Document section:
3/13/2013 5:49:34 PM

Syria's war affects generation of children


Associated Press/Bilal Hussein - A Syrian boy Aref, 15, who fled his home from Hassakeh, makes a living by selling flowers in Beirut, Lebanon, Wednesday, March 13, 2013. Save the Children, which is providing humanitarian and relief in Syria and neighboring countries, called on all groups taking part in the conflict to allow unfettered, safe access to populations in need and to "ensure that everything is done to bring the fighting to an end." (AP Photo/Bilal Hussein)

BEIRUT (AP) — Mohammed works at a Beirut supermarket where he waits on customers and carries their groceries home for a small tip that the 14-year-old saves to send later to his family in a village in northeastern Syria.

He is among hundreds of thousands of Syrian children who have dropped out of school and fled two years of conflict that have claimed the lives of more than 70,000 people.

He is also one of countless young Syrians now frequently seen wandering the streets of Beirut, pumping gas at stations and sometimes begging for money.

Aid groups warn that some 2 million children in Syria are facing, among other things, malnutrition, disease, early marriage and severe trauma as a result of the civil war.

To mark the second anniversary of the uprising against President Bashar Assad, the Britain-based charity Save the Children released a report Wednesday entitled "Childhood Under Fire." It says the conflict has left many children traumatized, unable to go to school and struggling to find enough to eat.

Records supplied:
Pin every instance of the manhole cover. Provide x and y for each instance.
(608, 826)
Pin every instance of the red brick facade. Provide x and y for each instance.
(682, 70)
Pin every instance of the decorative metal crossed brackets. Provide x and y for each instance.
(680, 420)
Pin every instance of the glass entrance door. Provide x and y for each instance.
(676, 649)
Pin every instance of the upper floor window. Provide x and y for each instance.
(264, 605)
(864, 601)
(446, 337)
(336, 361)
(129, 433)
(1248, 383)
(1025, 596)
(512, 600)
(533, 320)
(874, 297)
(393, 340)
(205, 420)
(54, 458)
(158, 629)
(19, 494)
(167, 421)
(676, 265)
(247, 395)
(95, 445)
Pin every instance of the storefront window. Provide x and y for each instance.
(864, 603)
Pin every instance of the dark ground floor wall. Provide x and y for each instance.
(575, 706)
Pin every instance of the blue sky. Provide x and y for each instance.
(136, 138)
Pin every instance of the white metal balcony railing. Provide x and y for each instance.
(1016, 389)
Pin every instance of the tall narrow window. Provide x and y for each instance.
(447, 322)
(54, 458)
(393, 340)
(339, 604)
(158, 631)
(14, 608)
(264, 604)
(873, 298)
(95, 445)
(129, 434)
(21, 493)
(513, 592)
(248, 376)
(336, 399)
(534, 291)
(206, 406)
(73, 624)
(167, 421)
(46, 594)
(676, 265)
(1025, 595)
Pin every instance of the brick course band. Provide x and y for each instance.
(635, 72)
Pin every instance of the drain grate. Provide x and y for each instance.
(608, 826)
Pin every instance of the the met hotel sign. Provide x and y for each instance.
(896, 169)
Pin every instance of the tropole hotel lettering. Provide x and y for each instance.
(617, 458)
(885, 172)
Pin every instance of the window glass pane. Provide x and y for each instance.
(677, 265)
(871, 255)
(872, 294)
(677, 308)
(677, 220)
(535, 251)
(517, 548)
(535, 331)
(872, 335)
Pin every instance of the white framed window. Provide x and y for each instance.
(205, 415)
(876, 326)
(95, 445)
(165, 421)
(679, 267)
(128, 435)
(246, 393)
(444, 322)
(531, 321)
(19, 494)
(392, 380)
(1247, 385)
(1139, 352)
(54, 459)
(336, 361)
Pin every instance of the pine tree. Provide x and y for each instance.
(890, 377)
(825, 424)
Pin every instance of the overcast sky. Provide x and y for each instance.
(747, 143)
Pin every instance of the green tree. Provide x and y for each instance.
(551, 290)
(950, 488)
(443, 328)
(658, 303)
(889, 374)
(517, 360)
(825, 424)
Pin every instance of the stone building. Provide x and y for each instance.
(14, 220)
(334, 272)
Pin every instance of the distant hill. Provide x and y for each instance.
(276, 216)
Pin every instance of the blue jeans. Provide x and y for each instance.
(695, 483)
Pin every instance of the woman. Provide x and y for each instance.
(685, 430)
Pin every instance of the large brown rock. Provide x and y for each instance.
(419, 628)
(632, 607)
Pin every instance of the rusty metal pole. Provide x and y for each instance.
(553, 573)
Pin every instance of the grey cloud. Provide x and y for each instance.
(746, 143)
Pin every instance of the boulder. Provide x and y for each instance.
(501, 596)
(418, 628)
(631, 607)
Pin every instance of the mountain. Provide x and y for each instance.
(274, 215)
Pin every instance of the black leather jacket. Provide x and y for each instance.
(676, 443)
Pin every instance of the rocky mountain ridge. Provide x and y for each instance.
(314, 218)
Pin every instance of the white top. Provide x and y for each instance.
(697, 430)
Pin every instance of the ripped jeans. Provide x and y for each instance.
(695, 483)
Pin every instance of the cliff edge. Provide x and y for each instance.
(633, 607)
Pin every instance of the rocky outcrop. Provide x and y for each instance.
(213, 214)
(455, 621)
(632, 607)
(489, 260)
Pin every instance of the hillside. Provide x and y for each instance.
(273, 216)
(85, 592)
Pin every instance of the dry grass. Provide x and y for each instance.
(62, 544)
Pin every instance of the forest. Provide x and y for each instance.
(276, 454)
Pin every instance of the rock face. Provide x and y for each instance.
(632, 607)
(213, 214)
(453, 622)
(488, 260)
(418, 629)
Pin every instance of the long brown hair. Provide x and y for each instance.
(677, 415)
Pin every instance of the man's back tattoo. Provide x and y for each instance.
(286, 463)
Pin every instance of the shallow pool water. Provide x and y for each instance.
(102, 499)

Exercises to complete:
**A.** Print the part of the article on Syria's children between "BEIRUT (AP) —" and "the civil war.", inclusive.
**B.** In the article on Syria's children, what is the title of the report Save the Children released on Wednesday?
**C.** Finish out the next part of the article on Syria's children, picking up after its last sentence.

Answers per task:
**A.**
BEIRUT (AP) — Mohammed works at a Beirut supermarket where he waits on customers and carries their groceries home for a small tip that the 14-year-old saves to send later to his family in a village in northeastern Syria.

He is among hundreds of thousands of Syrian children who have dropped out of school and fled two years of conflict that have claimed the lives of more than 70,000 people.

He is also one of countless young Syrians now frequently seen wandering the streets of Beirut, pumping gas at stations and sometimes begging for money.

Aid groups warn that some 2 million children in Syria are facing, among other things, malnutrition, disease, early marriage and severe trauma as a result of the civil war.

**B.** "Childhood Under Fire."

**C.**
"I have to say I have been shocked and horrified by the stories that I've heard from the children here in Lebanon who fled from Syria," Justin Forsyth, chief executive of Save the Children, told The Associated Press at the group's offices in Beirut.

"You never want to hear a child talk about watching their friend killed or their father tortured in front of them or their brother shot through the leg," added Forsyth, who spent several days in Lebanon last week meeting children among the estimated 320,000 Syrian refugees who have fled to the neighboring country.

Syria's children will need decades to heal from the trauma, he warned.

Similarly, a report issued by UNICEF Tuesday said unrelenting violence, massive population displacement, and damage to infrastructure and essential services caused by the Syrian conflict risk leaving an entire generation of children scarred for life.

"As millions of children inside Syria and across the region witness their past and their futures disappear amidst the rubble and destruction of this prolonged conflict, the risk of them becoming a lost generation grows every day," said UNICEF Executive Director Anthony Lake.

The report said that in areas where the fighting is most intense, few people have access to fresh water. Also, one in five schools has been destroyed, damaged, or is being used to shelter displaced families.

In Aleppo, the center of months of fighting, only 6 percent of children are attending school, the report said.

At the same time, children are traumatized by seeing family members and friends killed and terrified by the sounds and scenes of conflict.

While the reports did not give a number of children killed or wounded in the civil war, the Violations Documentation Center in Syria, a key activist group that keeps tracks of Syria's dead, wounded and missing persons, says that some 5,500 children under the age of 15, including 3,800 boys and 1,700 girls, have been killed in the past two years.

VDC also says 901 boys and 28 girls are in detention while about 100 children are missing.

Forsyth said the 5,500 figure "is very conservative. A lot of children have been killed and injured."

Children in Syria were targeted early on in the uprising that began in March 2011, and rights groups routinely report on teenagers imprisoned and sometimes beaten and tortured.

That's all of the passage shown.